■ **Entries provided**:
________________________________________
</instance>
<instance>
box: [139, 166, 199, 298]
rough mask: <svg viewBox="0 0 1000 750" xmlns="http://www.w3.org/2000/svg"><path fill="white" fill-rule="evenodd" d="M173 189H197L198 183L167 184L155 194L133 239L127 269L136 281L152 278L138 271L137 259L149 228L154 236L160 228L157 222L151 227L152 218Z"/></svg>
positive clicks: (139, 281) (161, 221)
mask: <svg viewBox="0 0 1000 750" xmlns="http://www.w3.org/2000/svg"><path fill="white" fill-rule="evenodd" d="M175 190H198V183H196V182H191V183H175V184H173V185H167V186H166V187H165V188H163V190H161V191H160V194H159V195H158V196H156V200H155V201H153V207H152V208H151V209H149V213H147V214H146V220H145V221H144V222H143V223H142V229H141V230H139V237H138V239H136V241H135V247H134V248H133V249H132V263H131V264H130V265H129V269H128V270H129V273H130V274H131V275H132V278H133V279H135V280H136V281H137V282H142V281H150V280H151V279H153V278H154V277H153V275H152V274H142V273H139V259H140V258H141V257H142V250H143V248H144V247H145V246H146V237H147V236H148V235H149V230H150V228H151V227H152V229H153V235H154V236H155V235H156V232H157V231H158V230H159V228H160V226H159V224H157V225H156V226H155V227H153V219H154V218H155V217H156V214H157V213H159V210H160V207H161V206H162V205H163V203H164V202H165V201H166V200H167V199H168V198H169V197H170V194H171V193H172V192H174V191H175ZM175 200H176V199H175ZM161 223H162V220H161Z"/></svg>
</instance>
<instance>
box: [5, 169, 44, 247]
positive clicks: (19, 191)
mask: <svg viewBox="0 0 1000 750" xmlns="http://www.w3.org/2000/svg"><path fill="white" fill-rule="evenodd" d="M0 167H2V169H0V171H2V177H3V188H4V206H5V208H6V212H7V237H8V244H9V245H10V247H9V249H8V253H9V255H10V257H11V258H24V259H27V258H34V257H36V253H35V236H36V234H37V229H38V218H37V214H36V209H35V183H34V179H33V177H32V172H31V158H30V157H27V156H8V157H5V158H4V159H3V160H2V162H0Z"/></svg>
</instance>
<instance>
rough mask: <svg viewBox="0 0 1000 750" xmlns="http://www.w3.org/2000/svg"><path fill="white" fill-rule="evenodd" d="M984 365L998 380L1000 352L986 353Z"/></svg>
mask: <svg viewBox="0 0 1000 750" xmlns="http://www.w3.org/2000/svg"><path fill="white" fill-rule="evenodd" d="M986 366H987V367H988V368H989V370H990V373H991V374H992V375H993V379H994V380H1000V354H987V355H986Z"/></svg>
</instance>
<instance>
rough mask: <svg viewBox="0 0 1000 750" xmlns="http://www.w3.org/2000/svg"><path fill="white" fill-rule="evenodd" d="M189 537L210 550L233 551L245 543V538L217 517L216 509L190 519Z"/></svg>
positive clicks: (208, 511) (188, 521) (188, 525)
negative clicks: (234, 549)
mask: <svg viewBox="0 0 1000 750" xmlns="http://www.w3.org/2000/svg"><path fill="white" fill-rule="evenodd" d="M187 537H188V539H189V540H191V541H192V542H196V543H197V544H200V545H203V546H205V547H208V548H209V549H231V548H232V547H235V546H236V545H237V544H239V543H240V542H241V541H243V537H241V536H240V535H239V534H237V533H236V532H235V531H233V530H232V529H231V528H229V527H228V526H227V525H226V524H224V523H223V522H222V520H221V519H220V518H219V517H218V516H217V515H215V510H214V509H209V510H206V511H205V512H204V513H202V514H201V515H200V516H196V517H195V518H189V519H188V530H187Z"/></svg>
________________________________________
■ **Task description**: Copy all of the records above verbatim, from the first line to the last, changing nothing.

■ **Answer below**:
</instance>
<instance>
box: [139, 166, 199, 298]
rough mask: <svg viewBox="0 0 1000 750" xmlns="http://www.w3.org/2000/svg"><path fill="white" fill-rule="evenodd" d="M173 189H197L198 183L167 184L155 194L133 239L127 269L136 281L152 278L138 271L137 259L149 228L154 236L160 228L157 222L151 227L152 218Z"/></svg>
positive clicks: (139, 281) (161, 221)
mask: <svg viewBox="0 0 1000 750" xmlns="http://www.w3.org/2000/svg"><path fill="white" fill-rule="evenodd" d="M175 190H198V183H196V182H191V183H175V184H173V185H167V186H166V187H165V188H163V190H161V191H160V194H159V195H158V196H156V200H155V201H153V207H152V208H151V209H149V213H147V214H146V220H145V221H144V222H143V223H142V229H141V230H139V237H138V239H136V241H135V247H134V248H133V249H132V263H131V264H130V265H129V269H128V270H129V273H130V274H131V275H132V278H133V279H135V280H136V281H137V282H142V281H150V280H151V279H153V278H154V277H153V275H152V274H142V273H139V259H140V258H141V257H142V250H143V248H144V247H145V246H146V237H147V236H148V235H149V230H150V228H151V227H152V229H153V235H154V236H155V235H156V232H157V231H158V230H159V228H160V226H159V224H157V225H156V226H155V227H153V219H154V218H155V217H156V214H157V213H159V210H160V207H161V206H162V205H163V203H164V202H165V201H166V200H167V199H168V198H169V197H170V194H171V193H172V192H174V191H175ZM175 200H176V199H175ZM161 223H162V220H161Z"/></svg>
</instance>
<instance>
box: [5, 169, 44, 247]
positive clicks: (19, 191)
mask: <svg viewBox="0 0 1000 750" xmlns="http://www.w3.org/2000/svg"><path fill="white" fill-rule="evenodd" d="M0 167H2V169H0V171H2V177H3V188H4V206H5V208H6V212H7V237H8V244H9V245H10V247H9V249H8V253H9V255H10V257H11V258H24V259H27V258H34V257H36V253H35V236H36V234H37V229H38V218H37V214H36V209H35V183H34V179H33V177H32V172H31V158H30V157H27V156H8V157H5V158H4V159H3V160H2V162H0Z"/></svg>
</instance>
<instance>
rough mask: <svg viewBox="0 0 1000 750" xmlns="http://www.w3.org/2000/svg"><path fill="white" fill-rule="evenodd" d="M984 365L998 380L1000 352L986 353Z"/></svg>
mask: <svg viewBox="0 0 1000 750" xmlns="http://www.w3.org/2000/svg"><path fill="white" fill-rule="evenodd" d="M986 366H987V367H988V368H989V370H990V373H991V374H992V375H993V379H994V380H1000V354H987V355H986Z"/></svg>
</instance>
<instance>
rough mask: <svg viewBox="0 0 1000 750" xmlns="http://www.w3.org/2000/svg"><path fill="white" fill-rule="evenodd" d="M189 537L210 550L233 551L245 543V538L217 517L216 509L190 519Z"/></svg>
positive clicks: (208, 511) (188, 521) (188, 525)
negative clicks: (234, 549)
mask: <svg viewBox="0 0 1000 750" xmlns="http://www.w3.org/2000/svg"><path fill="white" fill-rule="evenodd" d="M187 537H188V539H189V540H191V541H192V542H196V543H197V544H200V545H203V546H205V547H208V548H209V549H231V548H232V547H235V546H236V545H237V544H239V543H240V542H241V541H243V537H241V536H240V535H239V534H237V533H236V532H235V531H233V530H232V529H231V528H229V527H228V526H227V525H226V524H224V523H223V522H222V520H221V519H220V518H219V517H218V516H217V515H215V510H214V509H209V510H206V511H205V512H204V513H202V514H201V515H200V516H196V517H195V518H189V519H188V530H187Z"/></svg>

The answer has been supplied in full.